Task to complete >> Whatever appears in the records apart from pictures must be reproduced exactly.

Provided material >>
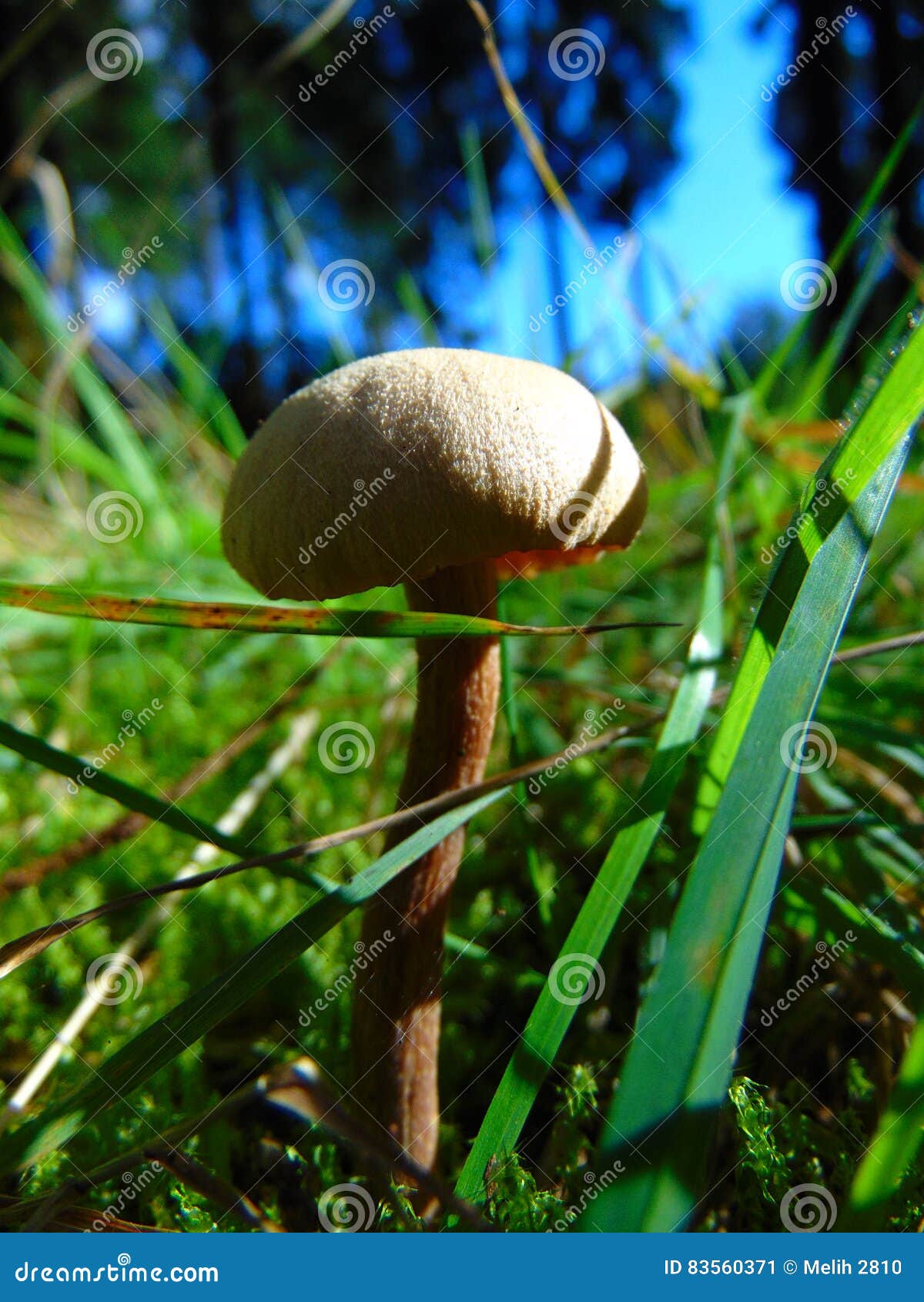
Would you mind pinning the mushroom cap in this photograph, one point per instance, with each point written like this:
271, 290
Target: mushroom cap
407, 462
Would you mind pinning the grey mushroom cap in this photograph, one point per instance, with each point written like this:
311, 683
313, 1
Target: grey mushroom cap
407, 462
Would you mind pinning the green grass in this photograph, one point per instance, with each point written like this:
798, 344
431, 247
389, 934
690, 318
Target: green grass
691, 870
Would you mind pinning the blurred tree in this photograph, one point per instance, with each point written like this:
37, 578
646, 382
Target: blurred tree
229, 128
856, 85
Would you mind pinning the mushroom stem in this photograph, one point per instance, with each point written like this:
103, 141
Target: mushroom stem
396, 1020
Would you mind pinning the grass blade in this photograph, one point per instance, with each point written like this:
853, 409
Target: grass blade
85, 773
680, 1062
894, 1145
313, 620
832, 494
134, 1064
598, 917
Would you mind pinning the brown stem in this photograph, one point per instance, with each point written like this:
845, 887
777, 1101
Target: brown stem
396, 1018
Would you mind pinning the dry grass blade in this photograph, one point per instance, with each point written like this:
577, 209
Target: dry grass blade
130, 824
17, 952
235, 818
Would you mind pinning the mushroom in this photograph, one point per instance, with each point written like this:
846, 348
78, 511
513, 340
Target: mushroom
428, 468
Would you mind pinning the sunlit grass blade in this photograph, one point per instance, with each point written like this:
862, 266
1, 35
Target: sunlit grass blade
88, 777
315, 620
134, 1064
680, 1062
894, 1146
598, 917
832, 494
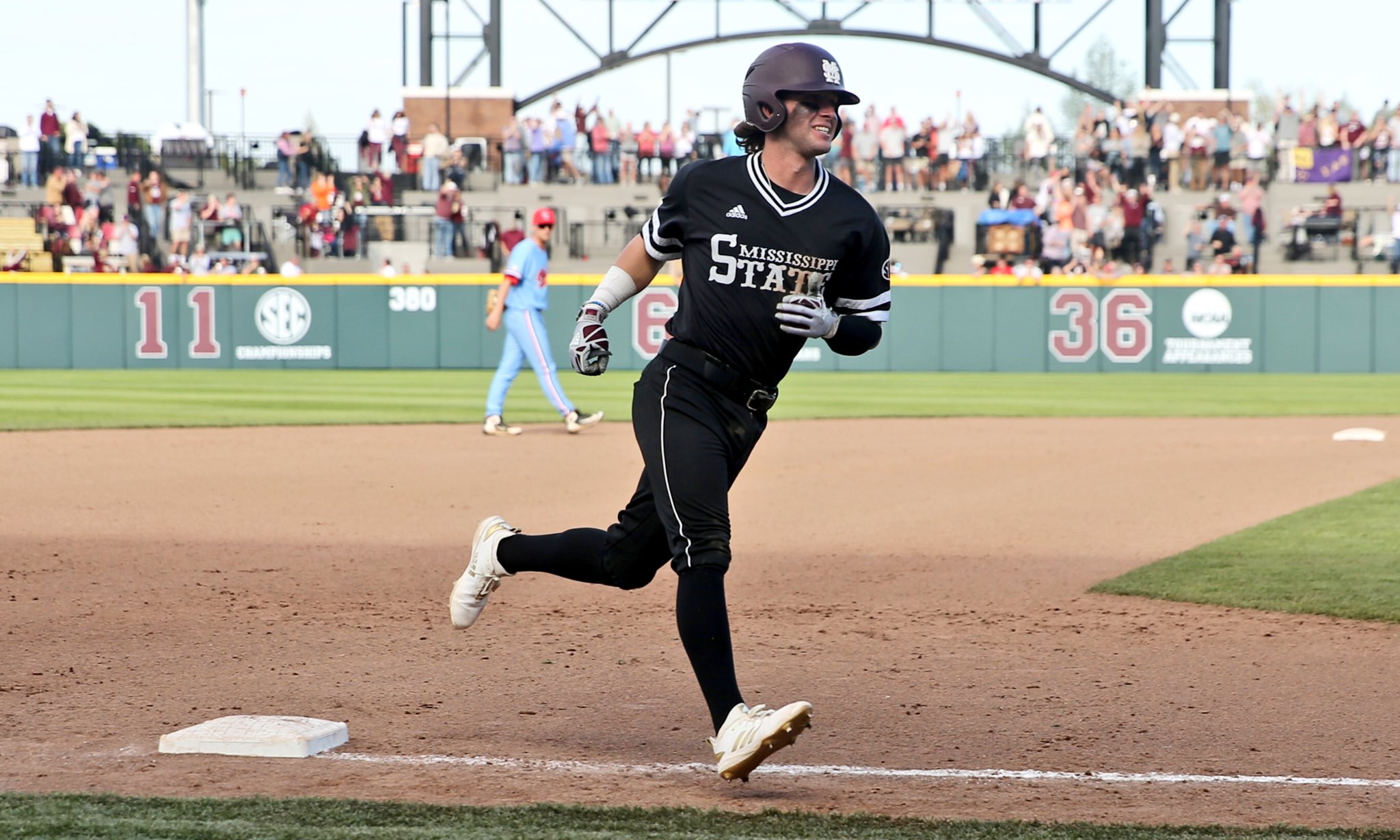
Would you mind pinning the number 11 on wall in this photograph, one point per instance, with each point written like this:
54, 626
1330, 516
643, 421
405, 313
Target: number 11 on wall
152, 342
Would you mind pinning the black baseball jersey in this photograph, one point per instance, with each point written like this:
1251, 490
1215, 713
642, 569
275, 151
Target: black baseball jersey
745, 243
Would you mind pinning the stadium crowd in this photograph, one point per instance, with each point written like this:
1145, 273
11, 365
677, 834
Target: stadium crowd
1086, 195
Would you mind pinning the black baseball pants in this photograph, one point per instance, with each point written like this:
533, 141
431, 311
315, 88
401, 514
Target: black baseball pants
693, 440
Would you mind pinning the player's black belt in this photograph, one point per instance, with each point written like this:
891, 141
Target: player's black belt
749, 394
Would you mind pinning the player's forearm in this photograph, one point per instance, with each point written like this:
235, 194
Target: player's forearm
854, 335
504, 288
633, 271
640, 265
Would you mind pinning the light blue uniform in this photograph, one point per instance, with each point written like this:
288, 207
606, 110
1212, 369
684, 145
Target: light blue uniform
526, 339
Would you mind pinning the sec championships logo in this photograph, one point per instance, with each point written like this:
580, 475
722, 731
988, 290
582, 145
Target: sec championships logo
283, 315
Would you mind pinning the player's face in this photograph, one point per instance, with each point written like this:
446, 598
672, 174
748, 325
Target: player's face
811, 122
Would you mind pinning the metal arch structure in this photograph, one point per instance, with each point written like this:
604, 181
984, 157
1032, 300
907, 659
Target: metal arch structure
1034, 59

Answer >>
Would you mind pinning the mushroom cap in this photograph, one point per instance, with each point written like this:
271, 290
Target: mushroom cap
407, 462
Would you mind pinning the grey mushroom cap in this photograph, one point per instance, with each point written like this:
311, 683
313, 1
Target: grey mushroom cap
407, 462
Would you mind pinning the green grass in this photograph, one point per instance, with each point written like this:
798, 344
431, 247
389, 934
690, 318
Target: green grass
691, 870
Would you mind pinning the blurred tree in this photograph, one point per instance, with each point written like this:
37, 578
646, 382
Target: blurred tree
229, 128
856, 85
Would you mind pinning the mushroom stem in this photograph, one point per instance, with each point written like this:
103, 141
Target: mushroom stem
396, 1020
Would you mind pinning the grass blade in this photograph, one point per instance, with each point written like this:
853, 409
Target: grass blade
85, 773
680, 1062
894, 1145
313, 620
832, 494
134, 1064
598, 917
Would you mind pinning the brown stem in this photograph, one point per instance, with each point written like this:
845, 887
777, 1101
Target: brown stem
396, 1018
Would you mind pinning the dry grass blade in this photograph, one point per instance, with each point written like this:
577, 209
Target: dry grass blade
130, 824
17, 952
235, 818
Would you mind pinning the mushroom in this photograph, one point per instance, with each point written like this:
846, 348
78, 511
513, 340
Target: mushroom
428, 468
Would you mind pinning the sunlit grass blade in this photograph, one point per instance, with each point written like this:
862, 266
1, 35
Target: sunlit grass blade
88, 777
315, 620
134, 1064
680, 1062
894, 1146
598, 917
832, 494
Would you mind pinning the number 11 on wall in this photograph, one point per instance, with each point written like this:
54, 626
1330, 516
643, 421
405, 313
Target: number 11 on wall
152, 342
Would you mind pinning the black baseball jersey in this photograph, one point per instance, with each point written like this:
1251, 490
1215, 713
642, 569
275, 151
Target: black baseball jersey
745, 243
Would you mind pinning the stadium crowd in this photograph, one point per instance, with each point written like this:
1145, 273
11, 365
677, 834
Target: stadium crowd
1086, 195
Would you mind pinning the black baseball pants in this photograph, one point per instance, with each point written like this:
533, 141
431, 311
315, 88
401, 514
Target: black baseball pants
693, 440
Would you mind pinning the player's black belt in this photograph, one point per instance, with each point written like this:
891, 141
Target: player's black belt
749, 394
Would you mind pinning the player's forearm in this photograph, one point per instance, with each point written like this:
235, 194
Target: player's forearm
854, 335
504, 288
633, 271
640, 265
Would you mind pinning the light blue uniform in this photograph, one point per instance, with each point written like this:
288, 207
606, 110
1212, 369
684, 145
Target: light blue uniform
526, 339
Would you mind pinning the sec championships logo in this photograph, one point per instance, with each point written like this:
580, 475
722, 731
988, 290
582, 145
Target: sec championships logo
283, 315
Would you mind pinning the player's face in this photograph, one point per instance, with each point written like this:
446, 598
672, 174
748, 325
Target: player's face
811, 122
Would you mind pinning the metal arch structure in this photograph, one point per instance, with each point written like this:
604, 181
984, 157
1032, 300
907, 659
Target: metal arch structure
1034, 59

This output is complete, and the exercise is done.